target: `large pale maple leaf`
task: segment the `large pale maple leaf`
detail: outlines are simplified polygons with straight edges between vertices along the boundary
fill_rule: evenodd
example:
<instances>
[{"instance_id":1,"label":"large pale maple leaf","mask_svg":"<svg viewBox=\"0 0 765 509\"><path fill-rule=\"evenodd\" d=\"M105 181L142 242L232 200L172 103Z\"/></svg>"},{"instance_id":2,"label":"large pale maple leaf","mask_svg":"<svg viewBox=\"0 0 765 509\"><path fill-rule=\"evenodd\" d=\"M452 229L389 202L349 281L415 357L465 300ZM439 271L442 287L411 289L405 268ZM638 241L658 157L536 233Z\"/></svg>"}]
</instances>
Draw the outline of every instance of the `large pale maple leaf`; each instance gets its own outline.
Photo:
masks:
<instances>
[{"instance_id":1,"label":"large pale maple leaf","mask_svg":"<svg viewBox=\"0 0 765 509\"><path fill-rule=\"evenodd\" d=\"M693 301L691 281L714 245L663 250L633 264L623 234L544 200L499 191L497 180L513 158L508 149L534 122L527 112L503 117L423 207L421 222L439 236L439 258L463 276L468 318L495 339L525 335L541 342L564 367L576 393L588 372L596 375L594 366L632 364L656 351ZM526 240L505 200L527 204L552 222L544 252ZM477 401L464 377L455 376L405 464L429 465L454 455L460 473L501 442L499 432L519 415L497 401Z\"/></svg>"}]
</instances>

Given request: Set out every line of the items above as a Markdown table with two columns, Row for the row number and Text for the line. Leave out any blank lines.

Task answer:
| Row | Text |
|---|---|
| 1 | target: `large pale maple leaf` |
| 2 | task: segment the `large pale maple leaf` |
| 3 | detail: outlines are simplified polygons with straight edges between vertices along the boundary |
| 4 | fill_rule: evenodd |
| 5 | example: |
| 6 | <instances> |
| 7 | [{"instance_id":1,"label":"large pale maple leaf","mask_svg":"<svg viewBox=\"0 0 765 509\"><path fill-rule=\"evenodd\" d=\"M105 181L142 242L232 200L172 103Z\"/></svg>"},{"instance_id":2,"label":"large pale maple leaf","mask_svg":"<svg viewBox=\"0 0 765 509\"><path fill-rule=\"evenodd\" d=\"M452 229L389 202L349 281L415 357L465 300ZM439 271L442 287L411 289L405 268ZM638 241L658 157L536 233Z\"/></svg>"}] |
| 8 | </instances> |
| 9 | Draw the outline of every instance of the `large pale maple leaf`; each instance gets its own outline. |
| 10 | Photo: |
| 11 | masks: |
| 12 | <instances> |
| 13 | [{"instance_id":1,"label":"large pale maple leaf","mask_svg":"<svg viewBox=\"0 0 765 509\"><path fill-rule=\"evenodd\" d=\"M693 301L691 281L714 245L663 250L633 264L623 234L544 200L499 191L497 180L513 158L508 149L534 122L527 112L503 117L423 207L421 222L439 236L439 258L463 276L468 318L495 339L525 335L541 342L564 367L576 393L588 372L596 375L594 366L632 364L656 351ZM526 240L505 200L527 204L552 222L544 252ZM477 401L464 377L455 376L405 464L429 465L454 455L460 473L501 442L499 432L519 415L497 401Z\"/></svg>"}] |
| 14 | </instances> |